# start of Excerpt provided

I am trying to download a site for offline viewing and this is requiring me to do a number of DOM manipulations (trust me, wget just is not doing what I need to do...).
I am finding that webpages containing tags with unusual text content is throwing saveHTML off.
For some url, if I use curl to read the page and output as
echo $contents;
then all is well.
For instance, there is a section of the page containing the following source:
<div id="area2516" class="component interaction_component float-none clear-none ">
<div id="area2516">
<script type="text/javascript">
window.bm = window.bm || {};
bm.data = bm.data || [];
bm.data['area2516'] = {};
</script>
<link rel="stylesheet" type="text/css" href="/somecss.css">
<script type="text/javascript" src="somejs.js">
</script>
<script class="main-template" type="text/x-handlebars-template">
<div class="content_area">
<div class="bg_image cf"></div>
{{#each rollovers}}
<div class="rollover_content" style="left: {{x}}; top: {{y}}; display: none;" data-rollover-id="{{id}}">
{{{this.content}}}
</div>
{{/each}}
</div>
<div class="rollover_links">
<ul>
{{#each rollovers}}
<li>
<a class="rollover_link" href="#" data-rollover-id="{{id}}">
{{{link}}}
</a>
</li>
{{/each}}
</ul>
</div>
</script>
<script type="text/javascript">
bm.data['area2516'].assets = {};
bm.data['area2516'].initial_json = '';
</script>
as seen from the above echo following the curl response.

# end of Excerpt provided

From the post above about saveHTML and curl, copy out word for word the part that opens with the words containing "I am trying" and closes with "throwing saveHTML off.".

# start of Stored data

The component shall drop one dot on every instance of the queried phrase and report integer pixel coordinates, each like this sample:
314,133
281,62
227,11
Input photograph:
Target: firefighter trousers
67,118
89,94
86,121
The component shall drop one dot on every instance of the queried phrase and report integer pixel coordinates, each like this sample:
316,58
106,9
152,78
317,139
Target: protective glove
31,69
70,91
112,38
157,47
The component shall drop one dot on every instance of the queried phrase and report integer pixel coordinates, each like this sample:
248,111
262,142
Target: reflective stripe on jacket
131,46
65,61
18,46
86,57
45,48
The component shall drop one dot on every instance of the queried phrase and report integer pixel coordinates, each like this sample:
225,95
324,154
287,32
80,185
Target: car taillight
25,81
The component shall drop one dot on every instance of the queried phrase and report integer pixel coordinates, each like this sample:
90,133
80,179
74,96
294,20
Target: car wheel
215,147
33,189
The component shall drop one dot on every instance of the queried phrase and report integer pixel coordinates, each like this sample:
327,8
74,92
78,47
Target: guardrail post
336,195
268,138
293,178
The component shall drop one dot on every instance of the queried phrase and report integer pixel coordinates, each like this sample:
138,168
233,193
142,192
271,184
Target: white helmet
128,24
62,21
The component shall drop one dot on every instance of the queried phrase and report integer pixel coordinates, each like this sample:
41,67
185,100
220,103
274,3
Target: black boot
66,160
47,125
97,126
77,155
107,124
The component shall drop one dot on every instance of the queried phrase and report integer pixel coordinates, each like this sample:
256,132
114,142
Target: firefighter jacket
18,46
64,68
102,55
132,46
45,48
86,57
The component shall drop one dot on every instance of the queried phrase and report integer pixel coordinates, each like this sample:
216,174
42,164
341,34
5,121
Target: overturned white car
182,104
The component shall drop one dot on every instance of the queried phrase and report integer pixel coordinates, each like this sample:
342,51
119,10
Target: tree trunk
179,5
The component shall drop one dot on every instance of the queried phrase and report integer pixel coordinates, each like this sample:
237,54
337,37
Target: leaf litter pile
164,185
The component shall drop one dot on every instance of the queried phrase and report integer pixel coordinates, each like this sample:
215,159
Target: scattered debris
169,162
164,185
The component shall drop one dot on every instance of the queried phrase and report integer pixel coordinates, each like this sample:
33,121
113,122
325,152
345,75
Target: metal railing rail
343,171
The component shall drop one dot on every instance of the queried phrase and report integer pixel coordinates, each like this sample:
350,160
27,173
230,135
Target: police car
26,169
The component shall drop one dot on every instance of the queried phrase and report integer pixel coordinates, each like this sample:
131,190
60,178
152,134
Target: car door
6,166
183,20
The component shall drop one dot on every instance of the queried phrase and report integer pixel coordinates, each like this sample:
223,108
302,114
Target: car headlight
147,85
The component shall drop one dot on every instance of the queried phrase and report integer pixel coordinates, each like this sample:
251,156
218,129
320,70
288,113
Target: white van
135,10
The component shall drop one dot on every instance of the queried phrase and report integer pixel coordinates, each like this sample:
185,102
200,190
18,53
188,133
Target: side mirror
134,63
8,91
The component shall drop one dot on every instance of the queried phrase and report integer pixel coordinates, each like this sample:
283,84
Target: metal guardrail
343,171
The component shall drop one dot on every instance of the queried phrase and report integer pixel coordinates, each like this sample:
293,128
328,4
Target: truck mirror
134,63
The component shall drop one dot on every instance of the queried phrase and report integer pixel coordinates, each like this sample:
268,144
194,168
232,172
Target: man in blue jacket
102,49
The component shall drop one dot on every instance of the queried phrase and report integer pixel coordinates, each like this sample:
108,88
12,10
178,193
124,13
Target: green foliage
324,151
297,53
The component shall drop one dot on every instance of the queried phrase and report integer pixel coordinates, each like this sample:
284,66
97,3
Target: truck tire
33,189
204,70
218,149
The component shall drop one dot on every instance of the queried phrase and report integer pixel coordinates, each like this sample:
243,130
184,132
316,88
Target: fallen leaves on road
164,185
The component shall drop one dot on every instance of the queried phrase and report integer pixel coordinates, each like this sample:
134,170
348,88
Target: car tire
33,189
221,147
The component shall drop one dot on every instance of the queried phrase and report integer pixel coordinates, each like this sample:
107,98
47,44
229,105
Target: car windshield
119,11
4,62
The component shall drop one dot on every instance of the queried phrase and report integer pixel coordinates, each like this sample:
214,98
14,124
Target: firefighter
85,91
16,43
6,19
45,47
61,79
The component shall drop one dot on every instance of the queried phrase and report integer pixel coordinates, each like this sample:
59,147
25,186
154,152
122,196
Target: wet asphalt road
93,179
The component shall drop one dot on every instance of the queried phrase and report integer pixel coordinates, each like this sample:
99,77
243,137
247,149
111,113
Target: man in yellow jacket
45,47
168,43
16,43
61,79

# end of Stored data
# start of Stored data

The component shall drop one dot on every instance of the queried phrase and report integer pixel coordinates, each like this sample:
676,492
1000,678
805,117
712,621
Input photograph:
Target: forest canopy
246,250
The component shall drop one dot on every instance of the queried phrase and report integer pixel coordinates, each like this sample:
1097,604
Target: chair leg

# end of Stored data
# start of Stored data

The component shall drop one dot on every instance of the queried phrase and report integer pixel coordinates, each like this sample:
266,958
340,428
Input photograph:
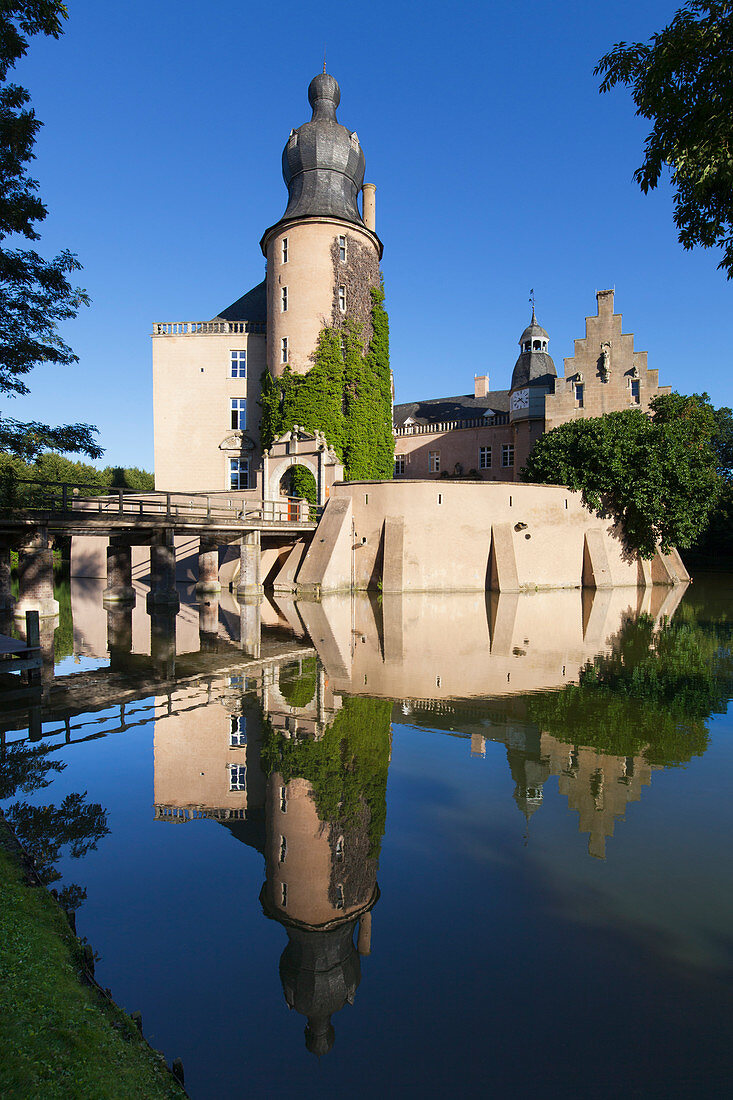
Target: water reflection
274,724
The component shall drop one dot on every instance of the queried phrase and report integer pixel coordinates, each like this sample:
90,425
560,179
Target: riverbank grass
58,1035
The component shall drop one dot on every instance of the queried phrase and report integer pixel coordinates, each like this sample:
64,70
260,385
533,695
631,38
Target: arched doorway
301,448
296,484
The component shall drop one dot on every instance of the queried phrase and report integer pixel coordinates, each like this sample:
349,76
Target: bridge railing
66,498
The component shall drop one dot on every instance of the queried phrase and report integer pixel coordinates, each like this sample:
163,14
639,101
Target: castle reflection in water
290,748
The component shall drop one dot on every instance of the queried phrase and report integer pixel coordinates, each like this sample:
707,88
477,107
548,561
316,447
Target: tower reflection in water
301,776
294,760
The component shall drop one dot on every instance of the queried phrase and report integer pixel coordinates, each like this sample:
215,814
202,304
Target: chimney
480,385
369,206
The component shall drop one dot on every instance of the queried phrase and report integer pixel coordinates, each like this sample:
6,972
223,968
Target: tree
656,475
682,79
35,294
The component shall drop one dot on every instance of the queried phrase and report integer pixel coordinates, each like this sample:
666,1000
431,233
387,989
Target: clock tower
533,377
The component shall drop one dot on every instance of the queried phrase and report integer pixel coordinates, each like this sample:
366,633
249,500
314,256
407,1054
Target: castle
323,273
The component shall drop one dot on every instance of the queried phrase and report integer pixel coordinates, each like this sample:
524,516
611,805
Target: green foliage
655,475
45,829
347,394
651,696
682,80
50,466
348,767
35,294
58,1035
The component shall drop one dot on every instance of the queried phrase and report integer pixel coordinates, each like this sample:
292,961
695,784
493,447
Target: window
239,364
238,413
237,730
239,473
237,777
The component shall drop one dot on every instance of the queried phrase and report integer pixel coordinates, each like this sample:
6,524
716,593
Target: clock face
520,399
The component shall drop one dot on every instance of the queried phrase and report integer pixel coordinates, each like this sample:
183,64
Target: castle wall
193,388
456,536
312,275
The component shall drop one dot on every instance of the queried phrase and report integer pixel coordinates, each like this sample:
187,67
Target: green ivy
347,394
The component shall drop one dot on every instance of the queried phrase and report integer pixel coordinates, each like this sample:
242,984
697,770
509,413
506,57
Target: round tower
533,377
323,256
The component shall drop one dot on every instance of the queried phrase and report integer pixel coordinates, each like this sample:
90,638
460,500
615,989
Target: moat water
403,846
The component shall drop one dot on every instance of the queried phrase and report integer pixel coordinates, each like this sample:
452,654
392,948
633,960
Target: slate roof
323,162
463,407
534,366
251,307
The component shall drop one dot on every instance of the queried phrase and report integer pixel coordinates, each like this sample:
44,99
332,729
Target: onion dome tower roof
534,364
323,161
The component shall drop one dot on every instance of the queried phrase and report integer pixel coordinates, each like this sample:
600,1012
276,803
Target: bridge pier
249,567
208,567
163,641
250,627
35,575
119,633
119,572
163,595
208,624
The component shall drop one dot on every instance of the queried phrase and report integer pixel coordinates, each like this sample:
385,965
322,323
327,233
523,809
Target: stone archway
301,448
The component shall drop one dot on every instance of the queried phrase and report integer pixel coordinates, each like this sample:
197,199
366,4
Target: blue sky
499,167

# end of Stored data

Exercise answer:
I am trying to download a site for offline viewing and this is requiring me to do a number of DOM manipulations (trust me, wget just is not doing what I need to do...).
I am finding that webpages containing tags with unusual text content is throwing saveHTML off.